:: Source extract ::
----------

I don’t really consider myself a graphic artist so in some ways the linocuts are really hard for me.  At least the way I do them, they seem more graphic than traditionally fine art.  I wish I could do more delicate work like some beautiful prints that I have seen, but that’s not where I am right now.  Mostly I am working with positive/negative space on these which has always been a focus in my ink work.

I have always wished I had had more graphic art training.  For many years, graphic art was not looked on as “real art” because it was usually work for hire, but when you think about it, the Old Masters were commercial artists too.  If they were lucky, they worked for rich patrons and often created specific pieces for them.  I don’t know when the idea that art had to be suffered for to have value came in, but it has done a great disservice to many wonderful and creative people.  Worked hard for, yes, but a necessarily ruinous life, no.

----------

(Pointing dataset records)

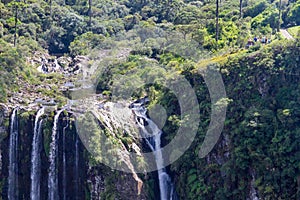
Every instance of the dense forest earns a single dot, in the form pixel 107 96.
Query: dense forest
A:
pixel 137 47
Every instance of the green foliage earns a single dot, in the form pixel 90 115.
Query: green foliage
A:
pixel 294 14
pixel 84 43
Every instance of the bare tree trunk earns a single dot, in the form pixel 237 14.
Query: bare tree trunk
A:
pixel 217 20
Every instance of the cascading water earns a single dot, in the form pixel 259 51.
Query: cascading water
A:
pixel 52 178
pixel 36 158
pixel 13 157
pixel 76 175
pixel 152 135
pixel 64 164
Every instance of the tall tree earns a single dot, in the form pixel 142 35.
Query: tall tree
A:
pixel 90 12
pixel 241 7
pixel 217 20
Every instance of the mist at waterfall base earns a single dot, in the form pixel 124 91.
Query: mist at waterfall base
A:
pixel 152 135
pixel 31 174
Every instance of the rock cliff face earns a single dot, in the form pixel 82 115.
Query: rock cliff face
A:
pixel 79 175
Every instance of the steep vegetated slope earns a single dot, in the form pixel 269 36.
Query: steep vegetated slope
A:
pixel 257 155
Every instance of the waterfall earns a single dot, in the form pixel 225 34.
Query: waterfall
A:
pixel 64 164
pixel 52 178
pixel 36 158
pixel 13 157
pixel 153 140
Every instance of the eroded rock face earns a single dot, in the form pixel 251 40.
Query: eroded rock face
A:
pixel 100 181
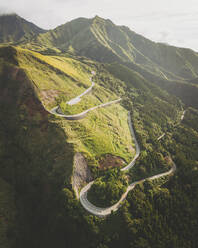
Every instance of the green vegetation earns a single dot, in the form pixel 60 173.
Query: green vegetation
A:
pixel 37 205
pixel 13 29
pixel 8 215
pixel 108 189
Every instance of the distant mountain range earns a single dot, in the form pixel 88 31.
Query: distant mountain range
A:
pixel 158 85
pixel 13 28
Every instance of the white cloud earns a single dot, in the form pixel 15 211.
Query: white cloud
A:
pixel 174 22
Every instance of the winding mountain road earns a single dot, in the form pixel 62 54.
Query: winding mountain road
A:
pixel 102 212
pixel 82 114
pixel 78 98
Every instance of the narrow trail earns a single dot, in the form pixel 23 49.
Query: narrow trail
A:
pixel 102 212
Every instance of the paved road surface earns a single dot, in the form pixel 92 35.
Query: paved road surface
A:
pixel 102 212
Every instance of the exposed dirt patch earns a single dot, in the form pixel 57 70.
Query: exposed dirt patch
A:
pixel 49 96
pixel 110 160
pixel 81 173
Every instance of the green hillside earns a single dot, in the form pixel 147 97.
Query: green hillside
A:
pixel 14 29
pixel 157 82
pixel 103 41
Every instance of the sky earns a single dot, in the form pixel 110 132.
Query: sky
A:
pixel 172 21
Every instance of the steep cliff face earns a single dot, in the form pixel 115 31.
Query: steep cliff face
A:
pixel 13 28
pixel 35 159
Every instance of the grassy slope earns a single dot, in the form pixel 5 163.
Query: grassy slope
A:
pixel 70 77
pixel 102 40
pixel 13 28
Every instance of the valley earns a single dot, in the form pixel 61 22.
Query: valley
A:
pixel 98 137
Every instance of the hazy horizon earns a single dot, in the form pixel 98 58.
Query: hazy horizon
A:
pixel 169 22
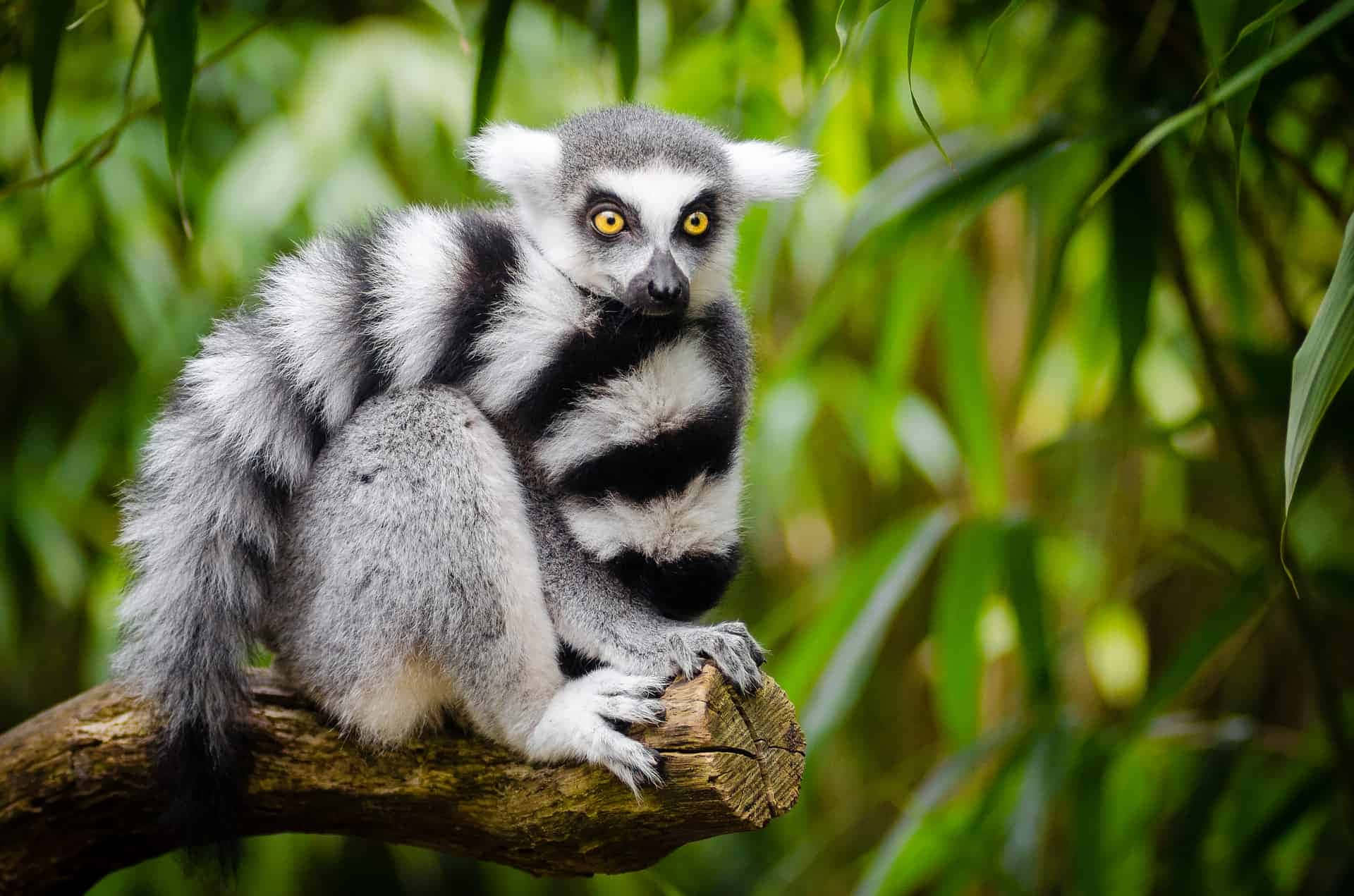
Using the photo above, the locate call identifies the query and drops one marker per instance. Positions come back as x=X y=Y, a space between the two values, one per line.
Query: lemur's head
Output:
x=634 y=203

----------

:: Directives ::
1. Print the entries from their start through the line holding "pixel 31 174", inclusive, and leave the pictures out.
2. Continue the piece on linocuts and graphic art from where it stops.

:: Response list ::
1.
Every instance of the dense forest earns a single dot, in the form pixel 107 96.
Query: dense forest
A:
pixel 137 47
Every instance of the green foliage earns a single dot, in the form pixel 90 115.
Query: green foliage
A:
pixel 294 14
pixel 84 43
Every instance of the bare tree trunk earns a single dot, in the form pixel 237 14.
Query: bare tree trunk
A:
pixel 217 20
Every instance of the cascading water earns a single dot, in the form pixel 259 51.
Query: cascading water
A:
pixel 52 178
pixel 36 158
pixel 13 157
pixel 76 175
pixel 152 135
pixel 64 164
Every instance of the tall tree earns a single dot, in the form pixel 142 35.
Query: tall tree
A:
pixel 90 12
pixel 241 7
pixel 217 20
Every instance of the mist at waterfall base earns a single dot, in the form pixel 124 91.
Query: mist at waterfall base
A:
pixel 152 135
pixel 31 174

2.
Still life linocut

A ltttle still life

A ltttle still life

Here is the first of my little projects for this busy month.  I had originally purchased a number of mounted and unmounted 5×7 sized linoleum blocks, not knowing which I would prefer.  I ended up liking the mounted ones better but had one piece of the unmounted ones left.  I also intended to use a few of the linocuts on some of my acid free card stock, but when I discovered that the blocks were going to be too big to easily print on the card, I cut this last one in half. John mounted the two 3.5×5 pieces on a piece of board a few weeks ago and I was ready to go.  I didn’t want to get too complicated because the block is small to work on. The idea of a plant on a table with a teapot seemed to fit the bill.  The question ended up being whether I should cut out the flowers and greenery or leave them in relief.  Once I made that choice, I debated quite a long time on how to handle the teapot.  Should I cut out the teapot or the flowers on it?  Ultimately I decided I wanted to paint the teapot a bright color so I would have to cut it out.

A red teapot

A red teapot

I knew right away I wanted to make the teapot red.  I really wanted it to stand out. So far I like it.  Tomorrow I may decide to add a bit of color to the background – my treasured green.  What would you think of that?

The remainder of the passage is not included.